> Task directions
Output only the lines below that start at the line containing "the stone niche." and end at the line containing "Target: marble wall panel", with both ends kept.

> Records from a data collection

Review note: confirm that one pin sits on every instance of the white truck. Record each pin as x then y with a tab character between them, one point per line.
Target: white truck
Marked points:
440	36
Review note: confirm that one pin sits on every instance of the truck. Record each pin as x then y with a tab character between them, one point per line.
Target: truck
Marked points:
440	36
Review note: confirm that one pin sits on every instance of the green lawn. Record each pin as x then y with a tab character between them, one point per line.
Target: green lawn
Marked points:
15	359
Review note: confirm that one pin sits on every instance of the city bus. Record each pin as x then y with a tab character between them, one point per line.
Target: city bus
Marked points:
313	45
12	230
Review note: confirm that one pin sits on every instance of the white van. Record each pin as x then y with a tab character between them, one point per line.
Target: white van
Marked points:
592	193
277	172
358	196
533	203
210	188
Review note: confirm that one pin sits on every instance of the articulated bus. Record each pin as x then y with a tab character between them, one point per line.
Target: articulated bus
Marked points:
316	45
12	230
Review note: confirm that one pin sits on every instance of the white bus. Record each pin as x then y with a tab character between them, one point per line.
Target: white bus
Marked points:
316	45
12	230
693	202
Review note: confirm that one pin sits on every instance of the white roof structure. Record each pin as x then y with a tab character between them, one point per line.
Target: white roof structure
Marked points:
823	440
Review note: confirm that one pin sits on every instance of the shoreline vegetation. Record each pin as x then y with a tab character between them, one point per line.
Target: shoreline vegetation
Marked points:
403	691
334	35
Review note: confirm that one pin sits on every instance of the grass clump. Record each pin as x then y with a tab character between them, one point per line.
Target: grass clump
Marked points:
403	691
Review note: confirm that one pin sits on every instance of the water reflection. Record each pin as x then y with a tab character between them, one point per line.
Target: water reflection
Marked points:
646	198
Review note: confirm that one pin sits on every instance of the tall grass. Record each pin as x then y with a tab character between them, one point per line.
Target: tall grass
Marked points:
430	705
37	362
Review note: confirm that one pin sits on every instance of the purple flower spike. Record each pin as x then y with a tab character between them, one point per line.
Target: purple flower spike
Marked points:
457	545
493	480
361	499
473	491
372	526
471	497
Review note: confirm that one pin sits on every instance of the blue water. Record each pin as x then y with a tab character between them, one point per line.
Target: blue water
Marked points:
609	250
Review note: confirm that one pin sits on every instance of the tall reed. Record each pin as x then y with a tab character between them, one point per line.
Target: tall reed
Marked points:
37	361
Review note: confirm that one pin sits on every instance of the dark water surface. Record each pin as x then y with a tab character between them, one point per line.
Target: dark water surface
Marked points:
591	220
* * *
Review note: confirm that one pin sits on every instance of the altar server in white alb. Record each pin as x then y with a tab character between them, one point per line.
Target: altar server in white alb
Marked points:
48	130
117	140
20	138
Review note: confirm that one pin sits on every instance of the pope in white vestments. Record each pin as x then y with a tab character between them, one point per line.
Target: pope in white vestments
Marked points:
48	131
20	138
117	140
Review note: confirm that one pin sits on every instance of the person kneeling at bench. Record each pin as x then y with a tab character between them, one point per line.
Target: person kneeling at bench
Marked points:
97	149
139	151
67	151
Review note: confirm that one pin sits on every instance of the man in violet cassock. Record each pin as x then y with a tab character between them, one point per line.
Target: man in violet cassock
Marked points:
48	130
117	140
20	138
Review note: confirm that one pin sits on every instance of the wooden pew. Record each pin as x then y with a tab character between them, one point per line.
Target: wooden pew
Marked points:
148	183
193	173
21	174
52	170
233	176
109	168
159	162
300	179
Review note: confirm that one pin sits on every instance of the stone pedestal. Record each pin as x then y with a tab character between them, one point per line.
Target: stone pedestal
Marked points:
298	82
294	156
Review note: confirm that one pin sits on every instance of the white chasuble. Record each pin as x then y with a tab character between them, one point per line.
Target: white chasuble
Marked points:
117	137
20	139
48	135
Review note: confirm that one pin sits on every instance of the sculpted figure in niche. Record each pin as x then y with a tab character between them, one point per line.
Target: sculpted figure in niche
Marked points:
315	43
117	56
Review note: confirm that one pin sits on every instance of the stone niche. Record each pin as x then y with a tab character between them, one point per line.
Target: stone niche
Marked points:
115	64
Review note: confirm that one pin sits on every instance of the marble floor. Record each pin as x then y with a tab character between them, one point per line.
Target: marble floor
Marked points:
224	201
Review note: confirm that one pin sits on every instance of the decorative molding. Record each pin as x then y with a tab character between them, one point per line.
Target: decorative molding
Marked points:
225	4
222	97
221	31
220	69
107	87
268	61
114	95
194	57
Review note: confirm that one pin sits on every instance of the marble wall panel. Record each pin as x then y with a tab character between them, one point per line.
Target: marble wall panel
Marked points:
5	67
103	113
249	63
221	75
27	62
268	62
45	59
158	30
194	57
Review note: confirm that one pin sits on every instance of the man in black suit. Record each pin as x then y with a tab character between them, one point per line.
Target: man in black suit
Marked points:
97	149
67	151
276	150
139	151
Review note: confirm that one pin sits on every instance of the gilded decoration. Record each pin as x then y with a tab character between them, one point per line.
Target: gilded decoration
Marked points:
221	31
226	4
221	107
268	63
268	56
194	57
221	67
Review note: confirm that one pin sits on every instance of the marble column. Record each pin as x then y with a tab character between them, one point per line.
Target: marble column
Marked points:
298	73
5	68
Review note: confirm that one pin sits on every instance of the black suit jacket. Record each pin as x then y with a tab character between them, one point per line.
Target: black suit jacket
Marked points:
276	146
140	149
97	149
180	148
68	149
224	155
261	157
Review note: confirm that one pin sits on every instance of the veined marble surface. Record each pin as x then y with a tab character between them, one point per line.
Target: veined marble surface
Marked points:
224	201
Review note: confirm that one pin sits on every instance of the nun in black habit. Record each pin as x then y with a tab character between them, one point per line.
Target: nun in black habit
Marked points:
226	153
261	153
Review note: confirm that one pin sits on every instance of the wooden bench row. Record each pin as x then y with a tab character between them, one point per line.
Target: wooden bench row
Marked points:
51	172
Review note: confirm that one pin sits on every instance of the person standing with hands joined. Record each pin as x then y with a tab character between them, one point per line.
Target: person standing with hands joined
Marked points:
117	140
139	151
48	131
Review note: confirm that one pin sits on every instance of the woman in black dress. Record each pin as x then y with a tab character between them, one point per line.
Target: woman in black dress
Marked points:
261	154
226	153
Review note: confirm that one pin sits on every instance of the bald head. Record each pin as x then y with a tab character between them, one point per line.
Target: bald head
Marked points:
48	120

> Worked solution
Review note: confirm that one pin sits on every instance of the stone niche. Record each pin as x then y with a tab character between them, one point per line.
Target: stone niche
Marked points:
115	64
Review note: confirm that one pin sits on every instance of the marble floor. Record each pin as x then y with a tab character between them, one point per line.
Target: marble floor
Marked points:
224	201
Review note: confirm that one pin sits on every instance of the decorative molding. Record each pin as x then y with a tab character between them, one point per line.
Target: decorative molding
Marked points:
225	4
222	97
221	31
220	69
107	87
268	61
114	95
194	57
Review note: confirm that one pin sits on every instance of the marble wall panel. Record each pin as x then y with a tab character between them, one point per line.
Target: marble wall panel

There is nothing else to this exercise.